I had just retired and was seriously pursuing an idea I fell in love with a few years before the magic age, and that is to go back to the Philippines to live my declining years there.
Going around and informally asking, asking, asking, I learned there were only lots and condo units for sale to those wanting to return to live in the country, but nothing is customized for older adults. The retiree from abroad is seen merely as a loaded (with dollars) buyer and not as an older adult with special or unique needs.
This fellow who shared my observation drew his conclusion from his experience helping foreigners who can bring in money to the Philippines. He was stationed in Japan when the Philippine government was strongly promoting the country for medical tourism and as a retirement haven. He dealt with Japanese seniors who were looking to retire where affordable care and modern medical facilities were available. The Japanese traveled to the Philippines and were shown real estate. They were told they could build their houses and be close to clinics and hospitals. But the retirees were still able and competent and looking forward to an active life. Many had careers and were used to a more structured life.
“What do we do at night?” they asked. It looked like the real estate properties being marketed to them were far from the center of the town. They could have also asked, “What do we do during the day?”

Natural language region descriptions.
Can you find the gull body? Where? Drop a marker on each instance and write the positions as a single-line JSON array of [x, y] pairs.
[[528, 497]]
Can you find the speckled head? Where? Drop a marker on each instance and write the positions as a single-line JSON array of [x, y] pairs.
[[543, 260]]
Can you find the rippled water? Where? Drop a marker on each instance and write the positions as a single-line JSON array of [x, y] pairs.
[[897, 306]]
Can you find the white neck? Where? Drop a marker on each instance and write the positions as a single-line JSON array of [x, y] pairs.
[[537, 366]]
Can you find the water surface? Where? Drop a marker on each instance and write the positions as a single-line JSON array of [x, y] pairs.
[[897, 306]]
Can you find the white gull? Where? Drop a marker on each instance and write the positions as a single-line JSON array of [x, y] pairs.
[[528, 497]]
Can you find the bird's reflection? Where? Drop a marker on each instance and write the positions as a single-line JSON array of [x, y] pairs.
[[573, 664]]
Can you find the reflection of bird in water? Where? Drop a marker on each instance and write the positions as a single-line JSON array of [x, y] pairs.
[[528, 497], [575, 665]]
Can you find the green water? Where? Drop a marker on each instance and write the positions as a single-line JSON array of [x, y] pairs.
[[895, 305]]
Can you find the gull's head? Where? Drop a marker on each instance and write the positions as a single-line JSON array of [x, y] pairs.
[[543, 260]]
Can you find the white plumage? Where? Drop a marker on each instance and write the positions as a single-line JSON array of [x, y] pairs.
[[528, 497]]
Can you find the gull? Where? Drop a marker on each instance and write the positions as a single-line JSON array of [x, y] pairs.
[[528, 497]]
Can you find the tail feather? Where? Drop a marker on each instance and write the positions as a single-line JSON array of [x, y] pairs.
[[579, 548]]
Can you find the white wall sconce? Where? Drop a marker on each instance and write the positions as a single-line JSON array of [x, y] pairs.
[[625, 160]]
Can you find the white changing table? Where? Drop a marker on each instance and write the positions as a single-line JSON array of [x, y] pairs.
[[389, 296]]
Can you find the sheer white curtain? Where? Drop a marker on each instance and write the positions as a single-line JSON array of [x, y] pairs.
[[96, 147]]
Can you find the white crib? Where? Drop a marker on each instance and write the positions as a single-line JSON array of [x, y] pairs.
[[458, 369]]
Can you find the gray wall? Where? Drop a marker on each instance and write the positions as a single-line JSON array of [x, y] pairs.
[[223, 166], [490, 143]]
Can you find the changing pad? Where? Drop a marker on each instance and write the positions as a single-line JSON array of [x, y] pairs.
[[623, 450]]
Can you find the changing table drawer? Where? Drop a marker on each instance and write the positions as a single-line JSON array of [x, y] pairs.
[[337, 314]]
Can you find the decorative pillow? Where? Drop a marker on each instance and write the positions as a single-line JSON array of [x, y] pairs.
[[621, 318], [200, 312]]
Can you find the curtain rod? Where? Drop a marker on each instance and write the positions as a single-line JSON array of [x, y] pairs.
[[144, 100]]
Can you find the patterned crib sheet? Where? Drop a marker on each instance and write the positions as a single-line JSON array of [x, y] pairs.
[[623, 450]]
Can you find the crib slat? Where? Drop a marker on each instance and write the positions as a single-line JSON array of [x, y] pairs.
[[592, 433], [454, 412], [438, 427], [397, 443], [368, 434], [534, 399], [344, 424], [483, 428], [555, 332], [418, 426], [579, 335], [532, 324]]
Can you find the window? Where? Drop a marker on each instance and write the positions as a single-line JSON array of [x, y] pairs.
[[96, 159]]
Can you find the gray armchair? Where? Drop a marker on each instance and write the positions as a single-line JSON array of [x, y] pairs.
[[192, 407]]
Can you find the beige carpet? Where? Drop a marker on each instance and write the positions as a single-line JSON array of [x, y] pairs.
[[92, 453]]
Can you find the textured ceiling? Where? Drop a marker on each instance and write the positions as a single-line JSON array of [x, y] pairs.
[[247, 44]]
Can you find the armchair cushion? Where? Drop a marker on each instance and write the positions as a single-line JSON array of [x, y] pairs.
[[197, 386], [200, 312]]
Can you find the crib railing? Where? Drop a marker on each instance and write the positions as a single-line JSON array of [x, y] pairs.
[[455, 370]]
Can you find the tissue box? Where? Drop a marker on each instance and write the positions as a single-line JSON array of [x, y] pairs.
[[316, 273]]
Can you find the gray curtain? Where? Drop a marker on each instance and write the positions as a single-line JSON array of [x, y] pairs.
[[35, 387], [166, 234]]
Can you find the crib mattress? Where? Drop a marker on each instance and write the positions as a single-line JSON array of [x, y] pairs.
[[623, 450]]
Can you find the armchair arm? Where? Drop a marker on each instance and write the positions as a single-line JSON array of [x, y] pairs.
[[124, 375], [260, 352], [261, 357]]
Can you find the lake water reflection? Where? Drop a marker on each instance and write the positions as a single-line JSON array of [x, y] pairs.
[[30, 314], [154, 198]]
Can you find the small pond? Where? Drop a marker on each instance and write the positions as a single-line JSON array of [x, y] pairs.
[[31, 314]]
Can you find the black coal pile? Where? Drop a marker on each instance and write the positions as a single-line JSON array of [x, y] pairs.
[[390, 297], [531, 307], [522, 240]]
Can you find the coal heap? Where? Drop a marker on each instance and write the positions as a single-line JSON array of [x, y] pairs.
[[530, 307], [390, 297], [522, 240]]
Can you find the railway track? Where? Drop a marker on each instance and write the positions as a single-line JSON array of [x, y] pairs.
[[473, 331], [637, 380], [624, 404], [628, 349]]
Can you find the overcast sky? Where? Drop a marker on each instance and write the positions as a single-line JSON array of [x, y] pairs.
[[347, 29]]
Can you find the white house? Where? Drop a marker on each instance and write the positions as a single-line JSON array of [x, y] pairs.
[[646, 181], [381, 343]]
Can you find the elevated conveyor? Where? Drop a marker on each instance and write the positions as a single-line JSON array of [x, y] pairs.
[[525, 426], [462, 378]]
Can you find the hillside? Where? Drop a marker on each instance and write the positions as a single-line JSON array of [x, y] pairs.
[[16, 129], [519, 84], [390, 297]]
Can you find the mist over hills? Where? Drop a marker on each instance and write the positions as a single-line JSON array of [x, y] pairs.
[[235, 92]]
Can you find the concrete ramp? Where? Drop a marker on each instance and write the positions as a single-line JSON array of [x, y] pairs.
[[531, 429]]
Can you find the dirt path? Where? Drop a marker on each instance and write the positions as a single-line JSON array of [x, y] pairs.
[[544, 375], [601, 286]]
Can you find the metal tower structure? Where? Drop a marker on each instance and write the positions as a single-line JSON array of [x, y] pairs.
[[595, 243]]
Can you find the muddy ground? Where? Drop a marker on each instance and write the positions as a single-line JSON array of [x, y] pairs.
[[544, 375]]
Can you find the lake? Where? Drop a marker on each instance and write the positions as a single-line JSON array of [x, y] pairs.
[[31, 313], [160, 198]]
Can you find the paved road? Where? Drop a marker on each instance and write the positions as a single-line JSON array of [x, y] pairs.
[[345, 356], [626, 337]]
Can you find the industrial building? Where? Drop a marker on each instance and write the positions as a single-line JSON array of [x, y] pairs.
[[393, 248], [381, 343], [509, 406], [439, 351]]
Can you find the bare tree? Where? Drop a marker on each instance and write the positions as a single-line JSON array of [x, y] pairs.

Set of tasks.
A) Give again the part of the essay on retiring to the Philippines, everything from "I had just retired" down to "or unique needs.".
B) In the two sentences of the essay on retiring to the Philippines that begin "But the retirees were still able," list each trait or circumstance given for the Japanese retirees.

Answers per task.
A)
I had just retired and was seriously pursuing an idea I fell in love with a few years before the magic age, and that is to go back to the Philippines to live my declining years there.
Going around and informally asking, asking, asking, I learned there were only lots and condo units for sale to those wanting to return to live in the country, but nothing is customized for older adults. The retiree from abroad is seen merely as a loaded (with dollars) buyer and not as an older adult with special or unique needs.

B)
- able
- competent
- looking forward to an active life
- many had careers
- used to a more structured life